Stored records
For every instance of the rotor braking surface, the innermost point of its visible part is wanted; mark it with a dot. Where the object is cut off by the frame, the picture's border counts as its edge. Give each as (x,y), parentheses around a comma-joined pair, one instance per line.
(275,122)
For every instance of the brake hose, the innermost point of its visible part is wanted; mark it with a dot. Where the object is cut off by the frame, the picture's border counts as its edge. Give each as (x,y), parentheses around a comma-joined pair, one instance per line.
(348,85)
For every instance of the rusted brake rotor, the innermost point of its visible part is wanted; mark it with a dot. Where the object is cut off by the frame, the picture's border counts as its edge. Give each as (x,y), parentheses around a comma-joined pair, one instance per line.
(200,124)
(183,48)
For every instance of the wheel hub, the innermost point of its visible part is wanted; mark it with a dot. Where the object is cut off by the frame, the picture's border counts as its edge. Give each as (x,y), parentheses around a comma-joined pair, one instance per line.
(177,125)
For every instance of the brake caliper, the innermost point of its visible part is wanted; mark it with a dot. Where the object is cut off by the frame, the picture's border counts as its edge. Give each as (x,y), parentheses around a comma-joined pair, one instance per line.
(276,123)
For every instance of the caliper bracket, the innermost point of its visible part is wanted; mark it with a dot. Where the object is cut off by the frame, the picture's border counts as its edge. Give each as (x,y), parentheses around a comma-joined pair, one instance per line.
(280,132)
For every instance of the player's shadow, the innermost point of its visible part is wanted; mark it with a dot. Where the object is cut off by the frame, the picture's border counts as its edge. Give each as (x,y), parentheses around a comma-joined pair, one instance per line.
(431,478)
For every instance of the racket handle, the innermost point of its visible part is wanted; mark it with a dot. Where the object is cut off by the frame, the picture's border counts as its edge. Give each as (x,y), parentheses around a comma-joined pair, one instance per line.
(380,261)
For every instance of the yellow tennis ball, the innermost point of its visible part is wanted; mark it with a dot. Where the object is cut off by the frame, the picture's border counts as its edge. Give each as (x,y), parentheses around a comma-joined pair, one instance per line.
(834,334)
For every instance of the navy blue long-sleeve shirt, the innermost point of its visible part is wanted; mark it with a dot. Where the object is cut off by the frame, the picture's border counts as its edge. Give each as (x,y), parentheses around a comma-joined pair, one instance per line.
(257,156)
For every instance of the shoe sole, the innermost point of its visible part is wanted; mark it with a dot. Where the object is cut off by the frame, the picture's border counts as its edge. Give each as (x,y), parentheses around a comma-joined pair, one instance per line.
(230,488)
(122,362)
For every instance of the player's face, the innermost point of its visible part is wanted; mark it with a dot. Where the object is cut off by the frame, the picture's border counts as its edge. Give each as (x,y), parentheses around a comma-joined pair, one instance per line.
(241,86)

Task details: Copy out every line of the listing above word for word, from start to finish.

Solution to this problem:
For every instance of the rotor braking surface, the innermost point of its visible part is wanted; mark it with a dot. Where the object is cut off by the frame, the picture's border counts as its edge. Give each as (x,y), parentheses around a comma-joined pair, one instance per line.
(275,122)
For every instance of the brake hose, the innermost point of its visible part is wanted; mark it with a dot. Where the object is cut off by the frame, the picture's border counts as its edge. Give each as (x,y), parentheses around a comma-joined pair, one instance per line.
(348,85)
For every instance of the rusted brake rotor, the innermost point of its visible part is wanted; mark it with a dot. Where the object is cut off by the frame, the picture's border counts as its edge. Give each as (x,y), parentheses around a comma-joined pair, one instance per line.
(200,124)
(183,48)
For every instance of the wheel hub, the innermost point of its visible part is wanted; mark it with a dot. Where the object is cut off by the frame, the picture's border counts as its edge. Give each as (x,y), parentheses around a comma-joined pair, one instance per line.
(177,125)
For every instance of the brake caliper, the innermost point of its visible part is wanted; mark it with a dot. Where the object is cut off by the frame, the picture's border counts as its edge. Give each as (x,y), parentheses around a comma-joined pair, one instance per line.
(276,123)
For every instance of the caliper bracket, the innermost point of its visible part is wanted; mark it with a dot. Where the object is cut off by the frame, the picture's border counts as its edge. Give each as (x,y), parentheses around a comma-joined pair, one instance per line.
(280,132)
For every instance of the player's shadow, the innermost point of its visible part is wanted; mark it with a dot. Where the object is cut off by the frame, the picture's border counts as its edge. Give each as (x,y), parentheses around a comma-joined pair, one instance per line.
(431,478)
For every instance of the racket handle, the innermost point of its visible part is wanted; mark it with a dot. Where the object is cut off by the frame, the picture's border counts as its edge. Give each as (x,y), parentheses around a comma-joined pair, one instance per line.
(380,261)
For every instance of the yellow tennis ball, the innermost point of its visible part is wanted; mark it with a dot. Where the object is cut off by the frame, the picture's border counts as its edge. Give each as (x,y), parentheses around a comma-joined pair, one instance per line.
(834,334)
For every instance of the navy blue long-sleeve shirt, the innermost point of its visible part is wanted; mark it with a dot. Where the object is cut off by the frame, the picture's border counts as its edge. Give each as (x,y), parentheses around a comma-joined pair, one instance per line.
(257,156)
For every instance of the shoe sole, the innermost point of its visible part is wanted; mark it with a dot. Where the object is cut off by the frame, the picture's border counts as its edge. Give each as (x,y), parentheses around a comma-joined pair, one instance per line.
(230,488)
(122,362)
For every instance of the player's face, the innermost point of its visible part is wanted; mark it with a dot. Where the object is cut off by the frame, the picture's border counts as its edge. Give each as (x,y), parentheses around a comma-joined pair, one instance per line.
(241,86)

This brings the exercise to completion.